* Your objective
Render the listing below as a two-column CSV with the header "instruction","points". Each row holds one instruction's text and all of its coordinates, each in a single quoted field with line breaks replaced by spaces.

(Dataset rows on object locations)
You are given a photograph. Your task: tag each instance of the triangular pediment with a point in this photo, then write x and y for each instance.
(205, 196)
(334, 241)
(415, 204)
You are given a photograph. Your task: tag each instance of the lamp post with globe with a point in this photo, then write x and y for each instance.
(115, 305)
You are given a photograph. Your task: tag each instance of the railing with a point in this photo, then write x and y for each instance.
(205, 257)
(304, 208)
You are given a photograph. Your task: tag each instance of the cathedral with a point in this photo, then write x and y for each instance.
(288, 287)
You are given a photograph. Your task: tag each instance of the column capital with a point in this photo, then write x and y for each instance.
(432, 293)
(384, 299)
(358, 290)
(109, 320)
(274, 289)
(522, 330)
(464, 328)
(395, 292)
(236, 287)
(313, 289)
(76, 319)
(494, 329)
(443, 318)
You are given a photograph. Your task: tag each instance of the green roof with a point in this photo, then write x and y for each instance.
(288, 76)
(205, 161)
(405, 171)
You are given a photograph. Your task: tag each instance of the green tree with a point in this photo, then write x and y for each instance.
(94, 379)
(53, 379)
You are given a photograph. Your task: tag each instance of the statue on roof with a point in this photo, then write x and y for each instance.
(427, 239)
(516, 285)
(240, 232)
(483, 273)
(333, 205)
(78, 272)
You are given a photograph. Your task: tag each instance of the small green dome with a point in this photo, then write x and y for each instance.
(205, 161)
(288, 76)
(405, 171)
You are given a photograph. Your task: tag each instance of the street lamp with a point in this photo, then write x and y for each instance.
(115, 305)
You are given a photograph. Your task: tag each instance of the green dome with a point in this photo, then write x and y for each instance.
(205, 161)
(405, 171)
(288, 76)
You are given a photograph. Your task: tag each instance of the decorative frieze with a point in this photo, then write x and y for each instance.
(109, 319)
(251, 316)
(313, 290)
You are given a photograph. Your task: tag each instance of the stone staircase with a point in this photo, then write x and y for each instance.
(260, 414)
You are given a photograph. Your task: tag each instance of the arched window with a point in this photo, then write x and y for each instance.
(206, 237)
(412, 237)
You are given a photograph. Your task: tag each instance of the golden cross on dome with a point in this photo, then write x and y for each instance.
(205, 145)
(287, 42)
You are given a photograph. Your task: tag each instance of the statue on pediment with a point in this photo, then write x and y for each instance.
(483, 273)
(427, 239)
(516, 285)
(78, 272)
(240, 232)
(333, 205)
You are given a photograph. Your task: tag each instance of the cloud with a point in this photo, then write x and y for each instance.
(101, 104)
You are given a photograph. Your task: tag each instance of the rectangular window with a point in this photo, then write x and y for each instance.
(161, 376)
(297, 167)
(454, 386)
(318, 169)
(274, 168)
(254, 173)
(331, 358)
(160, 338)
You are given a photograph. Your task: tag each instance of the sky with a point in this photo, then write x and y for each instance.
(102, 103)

* Answer in full
instruction,points
"You are given a photograph. Your task: tag each instance of the triangular pediment with a point in this photo, then write x and y for each instance.","(205, 196) (334, 241) (415, 204)"
"You are given a photograph. Your task: tag each instance of the lamp post with globe with a point in this photo, then write x and y for each instance.","(115, 305)"
"You are given a photograph. Your task: tag each instance of the railing with a point in this photo, then write x and y for each instance.","(205, 257) (304, 208)"
"You are given a photograph. Your task: tag each instance of the cathedral with a point in this photo, then write x and y for each instance.","(288, 287)"
"You are given a photograph. Your task: tag each instance of the column capital with a point in this photo, then write x and y for each instance.","(432, 293) (384, 299) (358, 290) (109, 320) (274, 289) (522, 330) (464, 328) (395, 292) (236, 287) (313, 289) (76, 319) (494, 329) (443, 318)"
"You are given a photograph. Your task: tag each instance of the green roof with a point in this photo, then write x and y for each instance.","(288, 76) (205, 161) (405, 171)"
"You are given a photograph. Your task: tag each instance of the green tree with a point in this photo, then write x and y for each instance.","(94, 379) (53, 379)"
"You are given a photograph. Your task: tag each instance of the statue on roof with a point in this photo, then write x and y for each instance.","(427, 239) (516, 285) (240, 232) (483, 273) (333, 205) (78, 272)"
"You are given a photograph. Your task: tag each instance of the small green dome with a point in this photo, then write x and y for each instance.","(205, 161) (288, 76) (405, 171)"
"You are given a photograph. Your task: tag each instance of the street lamp with a point in this photo, then write x and y for each instance.","(115, 305)"
"You are given a photograph. Your task: tag each instance of the green dome with a point in this photo, then write x and y for each instance.","(205, 161) (405, 171) (288, 76)"
"You are given a photograph. Your task: tag each instance of the decorative frieze with a point in this photo, then write x and y for each instance.","(109, 319) (251, 316) (313, 290)"
"You are given a photograph. Your task: tag each instance of the stone staircase with a point in this photo, then write x and y for each instance.","(260, 414)"
"You are given a photograph. Your task: tag each instance of the arched window with a point in this photo, then write x and y for each instance.","(206, 237) (412, 237)"
"You are given a photograph. Your task: tag each instance of the golden cross on dome with a point in this photo, then write x and y for each instance.","(205, 145) (287, 42)"
"You are given a photograph. Your task: tag each instance of the statue on pediment with a point in this photo, then write x and y for each instance.","(483, 273) (427, 239) (516, 285) (78, 272) (240, 232) (333, 205)"
"You are given a photograph. Your task: tag each instance of the cloud with a point in this photo, then write x and y for each instance.","(101, 104)"
"You are given a photograph. Your task: tag each instance of the rectangular window with a point in this photo, then write x and y for each instance.","(161, 376) (297, 167) (454, 386) (318, 169) (274, 168) (254, 173) (331, 358) (160, 338)"
"You are given a photograph. Your task: tag each instance of the sky with a point in this photo, then write x and y for each instance.","(102, 103)"